[Opening Extract section]

It feels like just yesterday I was rollerblading to the park with my older brother. Our hot summer days were filled with green grass and water guns, walking to the library to escape the heat because only the master bedroom had the luxury of air conditioning. Now, my most recent memories of summer are overtaken by nine-to-fives and lonely evenings, finding any which way to kill time because my friends are scattered all over the country, like seeds in the wind, chasing relationships and internships and careers.
Embarking on this journey of adulthood has been bittersweet. I’m excited to finally have a place to call my own, a life that I have truly created for myself. I’ve become a mother to five plants and a black cat named Huxley. Some nights, though, all I want is my mom’s cooking, to be thirteen again, with no bills and no real responsibilities. Some nights, I wish I could turn back time.
The theme of edition four is chrysalis. During the pupal stage of development, a caterpillar sheds its skin (several times) before being encased in a chrysalis, in which it undergoes metamorphosis. The body of the caterpillar dies, digesting itself from the inside out, and the remaining collection of cells is reborn as a butterfly. Despite its static appearance to the outside world, this is a time of rapid growth and change. We are all in an era of metamorphosis, of emerging from our chrysalises, either in the inception of true adulthood or simply as a result of this surreal climate of crisis and uncertainty. The world as I know it is changing faster than I can keep up with, yet I’ve got no choice but to keep going.

[Closing Extract section]

Please continue the essay about growing up and metamorphosis, picking up after its last sentence. The rows have no connection to the essay about growing up and metamorphosis.

[Opening Information shown section]

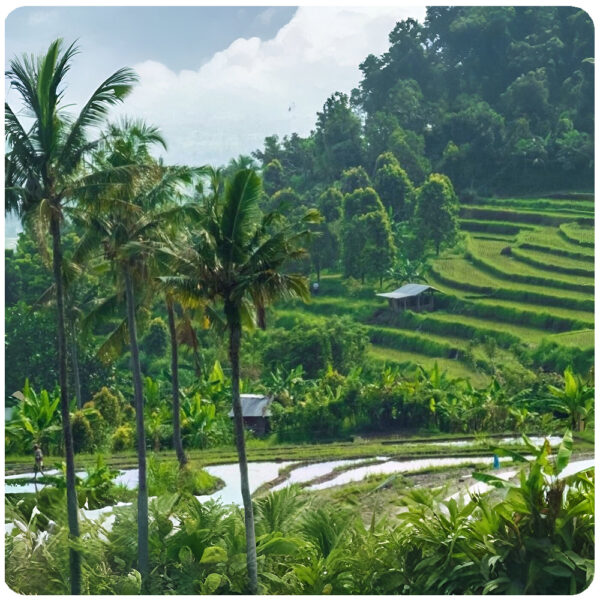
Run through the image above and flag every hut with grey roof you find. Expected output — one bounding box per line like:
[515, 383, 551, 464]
[229, 394, 273, 435]
[377, 283, 439, 312]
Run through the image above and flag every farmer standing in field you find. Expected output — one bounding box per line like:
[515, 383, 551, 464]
[33, 444, 44, 480]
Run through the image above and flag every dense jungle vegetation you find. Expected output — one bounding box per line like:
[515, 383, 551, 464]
[5, 7, 594, 594]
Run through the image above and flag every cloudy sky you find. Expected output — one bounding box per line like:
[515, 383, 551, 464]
[5, 2, 425, 240]
[5, 6, 425, 164]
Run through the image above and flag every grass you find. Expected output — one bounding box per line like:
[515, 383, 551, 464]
[369, 345, 490, 387]
[428, 274, 594, 333]
[518, 227, 594, 260]
[428, 312, 548, 344]
[459, 218, 534, 236]
[467, 239, 594, 290]
[460, 205, 594, 226]
[559, 223, 594, 248]
[511, 247, 594, 280]
[431, 257, 594, 313]
[477, 198, 595, 214]
[546, 329, 594, 349]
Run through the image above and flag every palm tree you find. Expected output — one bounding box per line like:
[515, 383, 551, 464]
[162, 169, 318, 594]
[166, 292, 187, 468]
[75, 119, 189, 585]
[548, 366, 594, 431]
[5, 39, 136, 594]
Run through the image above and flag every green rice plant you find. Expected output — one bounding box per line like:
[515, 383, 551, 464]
[372, 310, 524, 348]
[529, 336, 594, 375]
[460, 206, 594, 226]
[483, 198, 595, 213]
[430, 259, 594, 313]
[548, 329, 595, 348]
[471, 233, 517, 244]
[465, 239, 594, 298]
[459, 218, 532, 236]
[511, 246, 594, 278]
[368, 326, 461, 358]
[438, 294, 594, 333]
[518, 227, 594, 262]
[558, 219, 594, 248]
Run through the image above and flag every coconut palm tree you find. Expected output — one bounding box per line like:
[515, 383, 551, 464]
[74, 119, 189, 585]
[4, 39, 136, 594]
[162, 169, 318, 594]
[548, 366, 595, 431]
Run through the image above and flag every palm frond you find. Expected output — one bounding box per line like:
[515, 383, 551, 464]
[221, 169, 262, 264]
[60, 68, 138, 171]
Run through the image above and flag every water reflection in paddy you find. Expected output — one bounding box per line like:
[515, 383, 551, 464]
[308, 456, 511, 490]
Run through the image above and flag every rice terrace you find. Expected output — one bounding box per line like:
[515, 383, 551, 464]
[4, 6, 595, 596]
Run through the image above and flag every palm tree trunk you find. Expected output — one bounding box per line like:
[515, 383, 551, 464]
[123, 267, 150, 591]
[167, 297, 187, 469]
[225, 303, 258, 594]
[50, 213, 81, 595]
[69, 319, 83, 409]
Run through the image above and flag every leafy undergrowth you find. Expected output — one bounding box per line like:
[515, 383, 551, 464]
[6, 433, 594, 595]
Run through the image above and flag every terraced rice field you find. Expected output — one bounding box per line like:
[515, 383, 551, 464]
[276, 196, 594, 385]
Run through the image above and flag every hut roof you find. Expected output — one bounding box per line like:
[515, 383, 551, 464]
[377, 283, 439, 299]
[229, 394, 273, 417]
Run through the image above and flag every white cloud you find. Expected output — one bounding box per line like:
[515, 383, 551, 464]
[118, 7, 425, 165]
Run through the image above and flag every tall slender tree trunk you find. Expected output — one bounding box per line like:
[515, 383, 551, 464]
[123, 267, 150, 591]
[225, 302, 258, 594]
[167, 296, 187, 469]
[50, 211, 81, 595]
[69, 319, 83, 408]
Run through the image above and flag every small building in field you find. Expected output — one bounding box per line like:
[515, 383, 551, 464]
[377, 283, 439, 312]
[229, 394, 273, 435]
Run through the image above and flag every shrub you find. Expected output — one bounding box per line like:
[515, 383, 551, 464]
[142, 317, 169, 356]
[111, 425, 135, 452]
[71, 410, 94, 452]
[340, 167, 371, 194]
[92, 387, 121, 427]
[121, 403, 135, 423]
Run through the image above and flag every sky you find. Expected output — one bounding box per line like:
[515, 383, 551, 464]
[5, 6, 425, 237]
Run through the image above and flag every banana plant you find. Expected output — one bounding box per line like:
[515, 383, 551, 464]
[6, 379, 61, 453]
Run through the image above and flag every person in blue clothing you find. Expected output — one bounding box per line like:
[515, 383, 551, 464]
[33, 444, 44, 480]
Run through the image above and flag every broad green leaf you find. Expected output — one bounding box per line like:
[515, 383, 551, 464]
[556, 431, 573, 475]
[202, 573, 223, 594]
[200, 546, 227, 564]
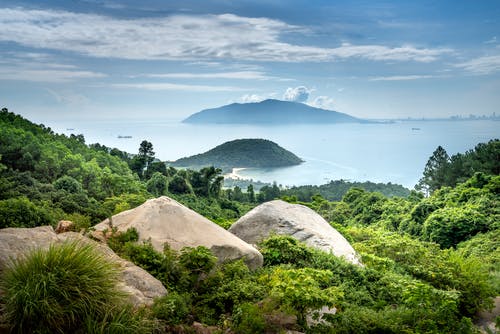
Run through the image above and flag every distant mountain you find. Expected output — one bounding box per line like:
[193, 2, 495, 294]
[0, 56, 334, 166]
[171, 139, 303, 170]
[182, 99, 366, 124]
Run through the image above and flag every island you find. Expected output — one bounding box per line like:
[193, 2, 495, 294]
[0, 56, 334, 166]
[169, 139, 303, 170]
[182, 99, 368, 125]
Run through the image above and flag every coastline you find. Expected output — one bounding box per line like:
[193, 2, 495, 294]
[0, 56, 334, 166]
[223, 167, 250, 180]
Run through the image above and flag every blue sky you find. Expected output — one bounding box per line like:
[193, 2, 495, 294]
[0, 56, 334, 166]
[0, 0, 500, 122]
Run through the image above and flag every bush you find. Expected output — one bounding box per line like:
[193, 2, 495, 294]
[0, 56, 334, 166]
[0, 242, 122, 333]
[153, 292, 191, 325]
[0, 197, 54, 228]
[84, 305, 156, 334]
[232, 303, 266, 334]
[259, 236, 313, 266]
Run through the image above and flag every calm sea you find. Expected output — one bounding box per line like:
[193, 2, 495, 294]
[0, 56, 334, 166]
[46, 120, 500, 188]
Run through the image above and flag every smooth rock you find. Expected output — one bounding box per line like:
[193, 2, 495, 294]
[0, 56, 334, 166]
[94, 196, 263, 269]
[229, 200, 361, 265]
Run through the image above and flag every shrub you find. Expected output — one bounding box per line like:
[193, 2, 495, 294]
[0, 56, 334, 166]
[259, 236, 313, 266]
[153, 292, 191, 325]
[83, 305, 156, 334]
[0, 241, 122, 333]
[0, 197, 54, 228]
[232, 303, 266, 334]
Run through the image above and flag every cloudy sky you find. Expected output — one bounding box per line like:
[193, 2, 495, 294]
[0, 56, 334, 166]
[0, 0, 500, 122]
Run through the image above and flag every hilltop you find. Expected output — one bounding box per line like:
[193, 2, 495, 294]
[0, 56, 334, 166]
[182, 99, 366, 124]
[172, 139, 302, 169]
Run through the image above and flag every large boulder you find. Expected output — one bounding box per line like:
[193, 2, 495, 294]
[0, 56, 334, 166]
[94, 196, 263, 269]
[0, 226, 167, 306]
[229, 200, 360, 264]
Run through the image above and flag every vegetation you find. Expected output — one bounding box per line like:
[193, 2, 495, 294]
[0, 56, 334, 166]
[0, 109, 500, 334]
[417, 139, 500, 193]
[0, 242, 151, 333]
[183, 99, 367, 125]
[282, 180, 410, 202]
[172, 139, 302, 170]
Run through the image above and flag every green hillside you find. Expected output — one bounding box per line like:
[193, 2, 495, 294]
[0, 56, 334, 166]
[0, 108, 500, 334]
[172, 139, 303, 169]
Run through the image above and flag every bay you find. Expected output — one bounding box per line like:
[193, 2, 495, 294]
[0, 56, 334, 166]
[47, 120, 500, 188]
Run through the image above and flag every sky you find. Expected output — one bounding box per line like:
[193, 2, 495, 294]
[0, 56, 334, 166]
[0, 0, 500, 123]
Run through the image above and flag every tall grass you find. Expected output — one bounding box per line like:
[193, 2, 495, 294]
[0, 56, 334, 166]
[0, 241, 125, 333]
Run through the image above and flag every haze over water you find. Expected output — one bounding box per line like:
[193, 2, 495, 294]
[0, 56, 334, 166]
[52, 120, 500, 188]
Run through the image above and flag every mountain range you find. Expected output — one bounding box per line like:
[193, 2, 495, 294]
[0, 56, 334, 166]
[170, 139, 303, 170]
[182, 99, 367, 124]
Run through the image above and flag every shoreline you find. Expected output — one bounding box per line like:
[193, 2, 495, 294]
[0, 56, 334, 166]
[223, 167, 250, 180]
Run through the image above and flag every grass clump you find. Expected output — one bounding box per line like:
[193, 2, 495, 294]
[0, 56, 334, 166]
[0, 241, 125, 333]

[Closing Information shown section]

• **Answer section**
As I sink into my twenties and an inevitable quarter-life crisis, I reflect on my youth with perhaps an unwarranted romanticism. I know that my teenage years were plagued by depression and angst, and I’ve got an endless archive of journal entries to prove it. But looking back now, I can’t help but put on those notorious rose-colored glasses.
It’s not that I wish to be transported back to all those years ago, but rather that I have a greater appreciation for them now. I do love my twenties. I can now love the world; I can now love myself. But growing up is scary. As someone who finds solace in lists and schedules, the uncertainty of the rapidly approaching future, one that will almost certainly contain unprecedented change and loss and heartbreak, scares the shit out of me. But as we move forward, I think it’s equally as important to remember what’s behind us, what’s gotten us to this point. The friendships, the hardships, the love. We are raised by a village, then we become the village.
Love, Vi
Published in Edition 4 of The Dilettante.